::: Excerpted passage :::

A DAD’S death could have been avoided if mental health services had worked together better in caring for his killer, a report has found.
An inquiry was launched by the North East Strategic Health Authority after Louisa Ovington was jailed indefinitely for stabbing Maurice Hilton at her home on January 8, 2006.
Mr Hilton, a divorced dad-of-three who lived in Dormand Villa, Station Town, was taken by ambulance to the University Hospital of Hartlepool, where he later died.
Ovington was cleared of murdering the 46-year-old by a jury at Newcastle Crown Court, but the 27-year-old was found guilty of manslaughter.
The attack came decades after Ovington witnessed her father stab her mother to death with two knives when she was just five-years-old.
Her dad, Mohammed Khelifati, was jailed for 15 years after he left her mum, Mary, to bleed to death in the stairwell of the Edinburgh flat she shared with young Louisa.
Twenty-two years on she went on to be a convicted killer herself when she stabbed Mr Hilton as he lay naked in bed at her flat in Beachdale Close, Station Town.
At the time of the attack, Ovington was receiving community-based mental health care from Tees and North East Yorkshire NHS Trust, which is now part of Tees, Esk and Wear Valleys NHS Foundation Trust (TEWV).
In the previous 10 years, she had received inpatient and outpatient care from several different mental health services, many of which now comprise TEWV, as well as services in Newcastle, Edinburgh and an independent sector hospital in Hertfordshire.
An independent investigation was commissioned in 2008 to look into the healthcare and treatment provided to Ovington to see if there were lessons to be learned by local mental health services.
Overall, the panel concluded that if the agencies involved had worked together more effectively, it is possible that Mr Hilton’s death would not have happened.
The panel highlighted a number of issues which had particular significance, including failure to invoke public protection arrangements, failure to give sufficient weight to the impact of drug and alcohol abuse upon Ovington’s general mental health, inadequate collaboration between services and the effect of major reorganisations and staffing shortages on Ovington’s care.
The panel made a total of 31 recommendations within the report, all of which have been acted upon by local NHS organisations, as a result of internal reviews undertaken immediately after the event.
The panel also made additional observations to the North East Strategic Health Authority in relation to police and probation services, all of which have been communicated with relevant partner agencies to ensure lessons are learned more widely.
Professor Stephen Singleton, medical director at NHS North East, said: “Louisa Ovington had been in the care of various mental health services over a period of several years and experienced a lengthy, highly complex pathway of care, at times taking her outside of the region.
“There have, however, been vast improvements in mental health care since 2006 with robust systems now in place to minimise risk, ensure appropriate care co-ordination and timely information sharing between partner organisations.”

:::

Exercise 1
Summarize the article in two sentences.
Exercise 2
Reproduce the stretch of the article from "The panel highlighted" through "after the event.".

::: Source material :::

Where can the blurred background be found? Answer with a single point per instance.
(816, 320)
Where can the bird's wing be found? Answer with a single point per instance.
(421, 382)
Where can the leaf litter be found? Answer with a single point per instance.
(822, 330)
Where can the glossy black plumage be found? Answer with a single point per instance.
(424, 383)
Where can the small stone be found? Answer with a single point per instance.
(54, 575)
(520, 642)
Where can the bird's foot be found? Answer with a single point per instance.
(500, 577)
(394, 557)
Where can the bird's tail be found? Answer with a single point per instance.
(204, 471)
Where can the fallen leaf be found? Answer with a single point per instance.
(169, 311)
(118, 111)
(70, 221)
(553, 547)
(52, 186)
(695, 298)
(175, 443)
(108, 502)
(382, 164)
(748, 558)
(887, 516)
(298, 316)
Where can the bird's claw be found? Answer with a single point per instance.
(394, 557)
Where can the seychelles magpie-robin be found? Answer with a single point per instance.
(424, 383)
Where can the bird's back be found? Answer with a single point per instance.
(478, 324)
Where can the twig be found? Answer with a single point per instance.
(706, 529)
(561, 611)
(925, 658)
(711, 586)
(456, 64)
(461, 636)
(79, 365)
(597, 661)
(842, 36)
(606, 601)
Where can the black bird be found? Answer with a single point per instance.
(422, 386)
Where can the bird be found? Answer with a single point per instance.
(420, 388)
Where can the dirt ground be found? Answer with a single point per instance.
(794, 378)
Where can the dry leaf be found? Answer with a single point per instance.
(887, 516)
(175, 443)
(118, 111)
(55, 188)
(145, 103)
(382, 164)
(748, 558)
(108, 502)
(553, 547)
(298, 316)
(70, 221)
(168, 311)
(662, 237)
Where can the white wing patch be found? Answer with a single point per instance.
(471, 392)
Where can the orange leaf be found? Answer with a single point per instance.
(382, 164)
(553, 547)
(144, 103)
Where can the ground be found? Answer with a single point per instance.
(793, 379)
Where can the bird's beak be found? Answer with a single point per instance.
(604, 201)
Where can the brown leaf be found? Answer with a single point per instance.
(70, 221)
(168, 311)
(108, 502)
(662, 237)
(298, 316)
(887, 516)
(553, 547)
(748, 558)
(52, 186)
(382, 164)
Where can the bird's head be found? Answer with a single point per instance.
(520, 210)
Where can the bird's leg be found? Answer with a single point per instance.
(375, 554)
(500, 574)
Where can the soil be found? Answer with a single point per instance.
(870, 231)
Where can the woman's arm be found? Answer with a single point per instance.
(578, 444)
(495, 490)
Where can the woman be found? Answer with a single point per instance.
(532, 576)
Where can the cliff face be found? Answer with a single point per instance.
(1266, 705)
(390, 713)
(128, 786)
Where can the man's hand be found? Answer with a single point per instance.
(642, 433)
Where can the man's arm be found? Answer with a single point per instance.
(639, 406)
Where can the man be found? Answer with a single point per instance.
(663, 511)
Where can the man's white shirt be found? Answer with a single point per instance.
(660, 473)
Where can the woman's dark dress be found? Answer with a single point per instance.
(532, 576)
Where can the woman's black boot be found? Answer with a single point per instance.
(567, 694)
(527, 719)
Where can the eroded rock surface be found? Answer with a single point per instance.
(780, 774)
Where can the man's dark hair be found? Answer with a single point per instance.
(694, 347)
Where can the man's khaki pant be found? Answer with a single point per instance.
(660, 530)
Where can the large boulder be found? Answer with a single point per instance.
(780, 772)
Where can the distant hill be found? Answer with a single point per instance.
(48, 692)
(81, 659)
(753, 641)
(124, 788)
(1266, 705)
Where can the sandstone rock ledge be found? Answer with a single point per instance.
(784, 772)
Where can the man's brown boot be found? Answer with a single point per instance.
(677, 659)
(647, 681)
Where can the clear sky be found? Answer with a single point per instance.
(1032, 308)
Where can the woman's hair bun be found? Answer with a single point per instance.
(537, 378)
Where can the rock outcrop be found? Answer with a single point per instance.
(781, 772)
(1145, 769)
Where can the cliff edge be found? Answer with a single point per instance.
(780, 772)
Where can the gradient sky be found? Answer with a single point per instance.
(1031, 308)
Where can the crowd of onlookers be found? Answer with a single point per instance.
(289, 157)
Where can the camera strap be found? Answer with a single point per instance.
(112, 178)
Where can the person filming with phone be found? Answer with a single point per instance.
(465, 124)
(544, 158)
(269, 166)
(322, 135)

:::

Problem solution 1
An independent inquiry into the mental health care given to Louisa Ovington, who was jailed indefinitely for stabbing Maurice Hilton at her home on January 8, 2006, and found guilty of his manslaughter, concluded that his death might not have happened if the agencies involved had worked together more effectively. The panel highlighted issues such as failure to invoke public protection arrangements and inadequate collaboration between services, and all 31 of its recommendations have been acted upon by local NHS organisations.

Problem solution 2
The panel highlighted a number of issues which had particular significance, including failure to invoke public protection arrangements, failure to give sufficient weight to the impact of drug and alcohol abuse upon Ovington’s general mental health, inadequate collaboration between services and the effect of major reorganisations and staffing shortages on Ovington’s care.
The panel made a total of 31 recommendations within the report, all of which have been acted upon by local NHS organisations, as a result of internal reviews undertaken immediately after the event.